═════ Brano citato
Si può ragionevolmente pensare che un condannato a morte, solo tutto il giorno in attesa del momento fatale, non trovi neanche un utile diversivo in un colloquio con un altro essere umano, ancorché prete? Mah!

 

 

 

 

Conclusioni:

Mersault e Camus, affermano che il mondo è assurdo, cioè senza senso, e quindi senza λόγοσ . E’ la <Filosofia dell’Assurdo>, all’epoca molto chic tra gli intellos (intellettuali) in Francia e altrove. Ma se il mondo è assurdo, anche quello che fai può esserlo, e non se ne esce più, in una regressione irrazionale e nihilistica. E’ la negazione, perciò, di ogni possibile < Filosofia dell’Essere>, a proposito della quale, vediamo ciò scriveva, più di 2300 anni prima di Camus/Mersault, uno dei più grandi Filosofi dell’Essere, Aristotele di Stagira, in “Etica Nicomachea”:

* ) Su chi commette ingiustizia: “ …è assurdo dire che chi commette ingiustizia non vuole essere ingiusto…non solo i vizi dell’anima sono volontari ma, per alcuni, (o sono) anche quelli del corpo, ed a loro li rinfacciamo. In fatti nessuno biasima quelli che sono brutti per natura, ma quelli che lo sono per mancanza di ginnastica e per trascuratezza…” ( III,5;1114a : 10-25) ;

** ) Sull’uomo vile : “…certo il vile è un uomo senza speranza, perché ha paura di tutto…” ( III, 7/8; 1116°:1);

*** ) Sull’uomo virtuoso: “…L’uomo virtuoso, inoltre, vuole passare la vita con se stesso giacché ciò gli fa piacere: infatti, il ricordo delle azioni che ha compiuto gli é gradito, e le sue aspettative sono piacevoli. E la sua mente abbonda di oggetti da meditare…Quindi, è perché il virtuoso prova verso se stesso ciascuno di questi sentimenti, e perché li prova verso l’amico, come verso se stesso: l’amico – infatti – è un altro se stesso…”.
══════════
═════ Insieme di dati
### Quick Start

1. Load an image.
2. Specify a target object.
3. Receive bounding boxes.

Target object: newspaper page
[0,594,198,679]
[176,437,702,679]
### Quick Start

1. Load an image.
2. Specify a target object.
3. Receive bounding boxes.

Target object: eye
══════════
** Attività da svolgere **
a: Riassumi il brano citato in due frasi.
b: Nel brano citato, per quale motivo il vile è detto un uomo senza speranza?
c: Elenca tutti gli argomenti dei passi dell'Etica Nicomachea riportati nel brano citato.

** Risposte per numero **
a: Il brano citato afferma che Mersault e Camus considerano il mondo assurdo, cioè senza senso, secondo la Filosofia dell'Assurdo allora molto in voga tra gli intellettuali francesi, e che questa nega ogni possibile Filosofia dell'Essere. A confronto riporta alcuni passi dell'Etica Nicomachea di Aristotele di Stagira su chi commette ingiustizia, sull'uomo vile e sull'uomo virtuoso.

b: Perché ha paura di tutto.

c:
- Chi commette ingiustizia
- L'uomo vile
- L'uomo virtuoso